Excerpts from segmentation listing
** start **

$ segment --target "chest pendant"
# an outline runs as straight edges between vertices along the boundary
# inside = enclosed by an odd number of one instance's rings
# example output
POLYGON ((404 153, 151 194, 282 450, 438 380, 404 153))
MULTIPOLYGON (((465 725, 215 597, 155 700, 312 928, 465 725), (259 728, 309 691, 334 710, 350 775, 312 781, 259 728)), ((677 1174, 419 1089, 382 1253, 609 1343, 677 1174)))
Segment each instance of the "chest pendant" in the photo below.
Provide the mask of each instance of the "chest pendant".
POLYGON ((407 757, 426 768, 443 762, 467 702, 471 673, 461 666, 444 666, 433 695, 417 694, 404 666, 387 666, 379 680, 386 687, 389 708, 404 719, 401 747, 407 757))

** end **

## JOB
Reproduce the entire listing above word for word, leaving nothing out.

## FINISHED ANSWER
$ segment --target "chest pendant"
# an outline runs as straight edges between vertices along the boundary
# inside = enclosed by an odd number of one instance's rings
# example output
POLYGON ((404 153, 151 194, 282 450, 438 380, 404 153))
MULTIPOLYGON (((465 725, 215 597, 155 700, 312 928, 465 725), (259 728, 309 691, 334 710, 350 775, 312 781, 259 728)), ((677 1174, 419 1089, 382 1253, 609 1343, 677 1174)))
Segment each instance of the "chest pendant" in the photo below.
Provide the mask of each instance of the "chest pendant".
POLYGON ((407 757, 426 768, 443 762, 467 702, 471 673, 461 666, 444 666, 433 695, 417 694, 404 666, 387 666, 379 680, 386 687, 389 708, 404 719, 401 747, 407 757))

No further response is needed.